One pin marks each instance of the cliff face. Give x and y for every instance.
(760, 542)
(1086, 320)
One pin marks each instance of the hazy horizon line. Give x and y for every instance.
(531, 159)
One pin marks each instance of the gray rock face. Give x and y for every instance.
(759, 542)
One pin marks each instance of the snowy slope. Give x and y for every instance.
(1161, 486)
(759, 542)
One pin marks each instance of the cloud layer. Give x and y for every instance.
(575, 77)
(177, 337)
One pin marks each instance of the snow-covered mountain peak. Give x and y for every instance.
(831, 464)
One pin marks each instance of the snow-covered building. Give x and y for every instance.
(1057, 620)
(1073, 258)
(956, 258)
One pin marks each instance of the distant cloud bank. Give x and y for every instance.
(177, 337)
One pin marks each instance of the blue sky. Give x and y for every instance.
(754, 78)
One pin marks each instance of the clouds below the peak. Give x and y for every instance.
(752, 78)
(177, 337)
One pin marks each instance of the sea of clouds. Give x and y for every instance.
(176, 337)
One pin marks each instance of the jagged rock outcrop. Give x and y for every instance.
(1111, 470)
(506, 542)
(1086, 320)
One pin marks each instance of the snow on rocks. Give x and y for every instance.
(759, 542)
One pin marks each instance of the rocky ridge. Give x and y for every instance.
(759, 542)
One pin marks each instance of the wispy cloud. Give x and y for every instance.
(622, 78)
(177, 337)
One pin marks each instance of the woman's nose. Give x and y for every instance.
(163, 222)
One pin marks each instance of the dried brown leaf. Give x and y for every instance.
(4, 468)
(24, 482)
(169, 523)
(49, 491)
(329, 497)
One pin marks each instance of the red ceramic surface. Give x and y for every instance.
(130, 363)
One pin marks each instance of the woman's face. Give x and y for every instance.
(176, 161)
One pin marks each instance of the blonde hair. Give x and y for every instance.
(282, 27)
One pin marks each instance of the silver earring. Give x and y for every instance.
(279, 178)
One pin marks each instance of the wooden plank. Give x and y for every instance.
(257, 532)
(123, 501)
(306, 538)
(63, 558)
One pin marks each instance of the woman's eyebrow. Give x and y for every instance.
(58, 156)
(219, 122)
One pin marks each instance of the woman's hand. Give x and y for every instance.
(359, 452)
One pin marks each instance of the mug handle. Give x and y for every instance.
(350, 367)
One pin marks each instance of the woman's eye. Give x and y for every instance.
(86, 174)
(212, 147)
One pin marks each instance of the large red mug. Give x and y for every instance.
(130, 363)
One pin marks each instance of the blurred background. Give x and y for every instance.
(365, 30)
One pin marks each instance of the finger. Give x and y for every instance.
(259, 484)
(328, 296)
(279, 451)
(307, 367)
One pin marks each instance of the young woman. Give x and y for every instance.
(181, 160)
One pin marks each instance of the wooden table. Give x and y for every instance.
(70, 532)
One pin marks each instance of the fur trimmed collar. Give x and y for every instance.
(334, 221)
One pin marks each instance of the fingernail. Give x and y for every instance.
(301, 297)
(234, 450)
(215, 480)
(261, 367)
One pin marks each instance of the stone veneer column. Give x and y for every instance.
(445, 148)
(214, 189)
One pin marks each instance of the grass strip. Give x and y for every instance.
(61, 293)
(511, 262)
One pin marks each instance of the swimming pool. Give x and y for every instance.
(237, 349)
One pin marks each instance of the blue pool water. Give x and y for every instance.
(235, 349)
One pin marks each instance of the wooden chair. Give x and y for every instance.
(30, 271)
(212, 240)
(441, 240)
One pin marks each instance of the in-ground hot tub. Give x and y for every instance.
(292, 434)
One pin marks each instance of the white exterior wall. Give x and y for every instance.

Exercise aim: Retype the material in full. Each word must match.

Task output:
One pin marks each instance of the cliff face. Give x and y for every instance.
(760, 542)
(1086, 320)
One pin marks each instance of the hazy horizon line. Give x and y for every instance.
(531, 159)
One pin marks each instance of the gray rock face. Give x and y for every instance.
(759, 542)
One pin marks each instance of the snowy slope. Give x and y for every instance.
(1161, 486)
(759, 542)
One pin marks each instance of the cloud layer. Give x and y for every instance.
(575, 77)
(177, 337)
One pin marks each instance of the snow-covered mountain peak. Give x and y for every instance.
(831, 464)
One pin marks each instance of the snow-covered building. Give x and y for every instance.
(1057, 620)
(1073, 258)
(956, 258)
One pin marks each instance of the distant cloud bank. Give x and y for every instance.
(177, 337)
One pin marks each instance of the blue sky. Give x and y for every instance.
(754, 78)
One pin marks each instance of the clouds below the peak. Give x and y for every instance.
(752, 78)
(177, 337)
One pin marks each instance of the sea of clouds. Give x and y for every instance.
(176, 337)
One pin marks each instance of the jagged rock outcrop. Give x and y for every instance.
(1111, 470)
(506, 542)
(1086, 320)
One pin marks each instance of the snow on rocks. Give x and y for every instance.
(759, 542)
One pin marks each instance of the rocky ridge. Give x and y for every instance.
(759, 542)
One pin marks each instance of the wispy cloud. Give x and y for every instance.
(622, 78)
(177, 337)
One pin marks each instance of the woman's nose. Give x and y for every instance.
(163, 222)
One pin marks each instance of the dried brown leaf. Give x and y for every instance.
(4, 468)
(24, 482)
(169, 523)
(49, 491)
(329, 497)
One pin marks each instance of the red ceramic surface. Give x and y for every instance.
(130, 363)
One pin marks each instance of the woman's face. Give x and y for every instance.
(176, 161)
One pin marks each instance of the blonde hair. Give x and y for every instance.
(282, 27)
One pin marks each instance of the silver earring. Give x and y for every instance.
(279, 178)
One pin marks each instance of the wooden plank. Give x and y for every instance.
(257, 532)
(123, 501)
(306, 538)
(63, 558)
One pin marks each instance of the woman's eyebrow. Give x and y for every instance.
(58, 156)
(219, 122)
One pin marks each instance of the woman's hand. Give x and y for every instance.
(359, 452)
One pin marks each instance of the mug handle. Give x and y for every instance.
(350, 367)
One pin marks each instance of the woman's eye. Give x and y for every instance.
(86, 174)
(212, 147)
One pin marks each instance of the large red mug. Give x and y for every instance.
(130, 363)
One pin marks each instance of the blurred background. Give x and y for every instance.
(365, 30)
One pin marks each instance of the finger. Give x and y for every instance.
(259, 484)
(328, 296)
(279, 451)
(307, 367)
One pin marks each instance of the young woman. Give x and y for every instance.
(181, 160)
One pin marks each instance of the wooden table. Give x and y for every instance.
(70, 532)
One pin marks each instance of the fur trimmed collar. Give x and y for every instance.
(334, 221)
One pin marks each instance of the fingernail. Give x and y for every instance.
(301, 297)
(234, 450)
(215, 480)
(261, 367)
One pin marks each instance of the stone veneer column. Give x and y for every instance.
(445, 148)
(214, 189)
One pin marks each instance of the grass strip. Give x and y for every instance.
(61, 293)
(511, 262)
One pin marks each instance of the swimming pool. Give x and y for every instance.
(237, 349)
One pin marks each instance of the blue pool water. Give x and y for every instance.
(235, 349)
One pin marks each instance of the wooden chair. Give x and y for every instance.
(30, 271)
(212, 240)
(441, 240)
One pin marks each instance of the in-ground hot tub. Give x and y for every instance.
(292, 434)
One pin marks each instance of the white exterior wall. Give x and y for every instance.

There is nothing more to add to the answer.